_Recorded information_.
--- START ---

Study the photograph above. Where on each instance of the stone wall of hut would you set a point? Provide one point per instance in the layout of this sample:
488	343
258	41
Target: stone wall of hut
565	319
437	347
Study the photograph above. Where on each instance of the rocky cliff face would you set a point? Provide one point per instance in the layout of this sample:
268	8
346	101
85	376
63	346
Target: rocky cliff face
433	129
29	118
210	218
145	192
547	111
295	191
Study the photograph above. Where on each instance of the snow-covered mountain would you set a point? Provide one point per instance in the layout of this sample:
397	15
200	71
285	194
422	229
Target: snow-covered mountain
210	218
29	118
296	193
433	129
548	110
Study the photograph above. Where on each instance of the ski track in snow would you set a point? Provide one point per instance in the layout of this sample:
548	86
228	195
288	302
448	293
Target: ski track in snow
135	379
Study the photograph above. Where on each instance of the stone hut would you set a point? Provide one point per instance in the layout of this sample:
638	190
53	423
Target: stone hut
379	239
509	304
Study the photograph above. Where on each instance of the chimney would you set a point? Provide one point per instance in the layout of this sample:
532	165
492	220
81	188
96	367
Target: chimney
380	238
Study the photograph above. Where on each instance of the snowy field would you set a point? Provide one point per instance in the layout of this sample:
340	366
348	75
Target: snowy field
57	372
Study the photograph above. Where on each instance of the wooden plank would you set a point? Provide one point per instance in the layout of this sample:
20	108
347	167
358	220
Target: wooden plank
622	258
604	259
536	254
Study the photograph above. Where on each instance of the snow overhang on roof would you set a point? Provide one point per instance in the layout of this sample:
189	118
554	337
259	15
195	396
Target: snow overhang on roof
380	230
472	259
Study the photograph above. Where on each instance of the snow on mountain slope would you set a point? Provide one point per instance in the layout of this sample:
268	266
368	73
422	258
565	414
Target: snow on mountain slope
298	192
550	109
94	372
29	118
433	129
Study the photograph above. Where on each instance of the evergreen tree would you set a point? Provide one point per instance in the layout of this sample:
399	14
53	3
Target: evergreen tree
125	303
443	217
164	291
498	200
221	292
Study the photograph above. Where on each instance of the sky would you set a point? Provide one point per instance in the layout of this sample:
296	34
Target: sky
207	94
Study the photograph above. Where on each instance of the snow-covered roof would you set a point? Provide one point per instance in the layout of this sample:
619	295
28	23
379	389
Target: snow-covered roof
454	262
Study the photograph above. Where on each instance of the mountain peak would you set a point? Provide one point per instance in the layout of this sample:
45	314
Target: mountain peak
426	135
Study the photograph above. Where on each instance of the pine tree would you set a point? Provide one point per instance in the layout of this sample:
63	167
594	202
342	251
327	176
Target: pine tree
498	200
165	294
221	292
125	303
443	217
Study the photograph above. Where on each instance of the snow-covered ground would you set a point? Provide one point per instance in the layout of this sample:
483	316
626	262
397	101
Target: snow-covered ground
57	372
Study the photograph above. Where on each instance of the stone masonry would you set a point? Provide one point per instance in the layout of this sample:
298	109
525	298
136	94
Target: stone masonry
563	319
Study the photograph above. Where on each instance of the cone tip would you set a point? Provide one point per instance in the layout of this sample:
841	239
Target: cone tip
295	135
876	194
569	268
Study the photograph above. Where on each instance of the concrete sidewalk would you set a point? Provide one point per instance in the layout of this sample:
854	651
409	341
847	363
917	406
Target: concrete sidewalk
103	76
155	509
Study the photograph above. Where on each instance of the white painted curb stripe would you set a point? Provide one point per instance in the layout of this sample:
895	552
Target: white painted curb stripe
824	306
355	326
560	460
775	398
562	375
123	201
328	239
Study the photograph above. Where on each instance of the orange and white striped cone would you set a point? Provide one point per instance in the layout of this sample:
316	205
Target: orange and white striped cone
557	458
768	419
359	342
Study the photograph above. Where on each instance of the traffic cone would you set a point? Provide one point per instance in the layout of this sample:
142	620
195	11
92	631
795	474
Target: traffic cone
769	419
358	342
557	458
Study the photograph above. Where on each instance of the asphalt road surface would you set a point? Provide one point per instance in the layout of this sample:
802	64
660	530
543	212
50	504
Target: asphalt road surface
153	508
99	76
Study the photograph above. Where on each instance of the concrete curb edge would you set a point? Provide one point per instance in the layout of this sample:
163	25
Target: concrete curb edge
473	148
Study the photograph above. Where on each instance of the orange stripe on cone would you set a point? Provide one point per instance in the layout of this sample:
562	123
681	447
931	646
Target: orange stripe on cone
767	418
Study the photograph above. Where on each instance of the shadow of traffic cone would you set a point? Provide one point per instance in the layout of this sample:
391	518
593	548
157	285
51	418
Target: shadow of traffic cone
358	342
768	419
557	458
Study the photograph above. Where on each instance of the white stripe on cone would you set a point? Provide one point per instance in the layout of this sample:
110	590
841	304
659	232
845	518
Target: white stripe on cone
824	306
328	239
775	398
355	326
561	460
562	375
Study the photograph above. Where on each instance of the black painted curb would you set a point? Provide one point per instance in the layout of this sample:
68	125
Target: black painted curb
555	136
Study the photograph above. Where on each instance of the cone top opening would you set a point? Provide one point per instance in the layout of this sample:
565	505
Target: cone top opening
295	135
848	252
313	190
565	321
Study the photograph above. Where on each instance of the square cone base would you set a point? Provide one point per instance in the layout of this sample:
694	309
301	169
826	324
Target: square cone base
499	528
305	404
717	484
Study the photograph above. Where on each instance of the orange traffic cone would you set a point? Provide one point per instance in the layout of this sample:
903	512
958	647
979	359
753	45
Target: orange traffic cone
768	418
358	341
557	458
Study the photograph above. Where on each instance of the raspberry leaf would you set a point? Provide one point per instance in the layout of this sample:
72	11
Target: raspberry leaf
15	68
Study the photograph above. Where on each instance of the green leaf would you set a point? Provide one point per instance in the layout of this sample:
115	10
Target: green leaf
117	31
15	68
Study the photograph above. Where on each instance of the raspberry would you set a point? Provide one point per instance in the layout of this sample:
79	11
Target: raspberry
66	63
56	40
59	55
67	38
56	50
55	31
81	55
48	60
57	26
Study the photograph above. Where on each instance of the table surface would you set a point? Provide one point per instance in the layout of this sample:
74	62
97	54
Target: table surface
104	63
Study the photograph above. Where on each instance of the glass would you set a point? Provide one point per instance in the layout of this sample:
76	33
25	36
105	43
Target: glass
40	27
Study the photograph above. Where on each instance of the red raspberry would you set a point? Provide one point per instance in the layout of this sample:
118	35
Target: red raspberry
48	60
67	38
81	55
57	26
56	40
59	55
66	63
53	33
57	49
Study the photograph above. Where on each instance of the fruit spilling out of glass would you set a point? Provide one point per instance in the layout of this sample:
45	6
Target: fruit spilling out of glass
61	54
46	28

--- END ---

_To do_. Transcribe exactly, and only, the lines from the one bearing "the orange traffic" through the last line of the entries, counting both.

_Output for this task_.
Study the photograph above. Where on each instance of the orange traffic cone would you set a point? Provide one point per instance in the layout of this sample:
903	512
958	647
979	359
753	45
Target: orange traffic cone
768	418
358	341
557	458
Study the photograph above. Where on each instance of the raspberry leaf would you set a point? Provide one point per instance in the layout of this sample:
72	11
Target: raspberry leaf
15	68
Study the photograph above. Where on each instance of the green leaf would you set a point? Provide one point per instance in the layout of this sample:
115	10
Target: green leaf
117	31
15	68
Study the photograph above. Where on each instance of the raspberry would you set a point? Provide one point per instance in the layout of this sample:
79	11
Target: raspberry
66	63
56	40
59	55
67	38
56	50
55	31
81	55
48	60
57	26
Study the photograph above. Where on each instance of the table surface would you set a point? Provide one point per instance in the layout of this sample:
74	62
97	54
Target: table surface
104	63
Study the photograph above. Where on each instance of the glass would you set a point? Provide one point per instance in the layout of this sample:
76	33
25	36
105	43
Target: glass
40	27
Study the photograph above. Where on each instance of the red raspberry would you set a point? Provide one point per instance in the layout of this sample:
118	35
Target: red raspberry
48	60
67	38
81	55
57	26
56	40
59	55
66	63
53	33
57	49
Study the photograph above. Where on each instance of the fruit spilling out of glass would you set a point? Provide one point per instance in the layout of this sample:
45	6
Target: fruit spilling out of glass
61	54
46	28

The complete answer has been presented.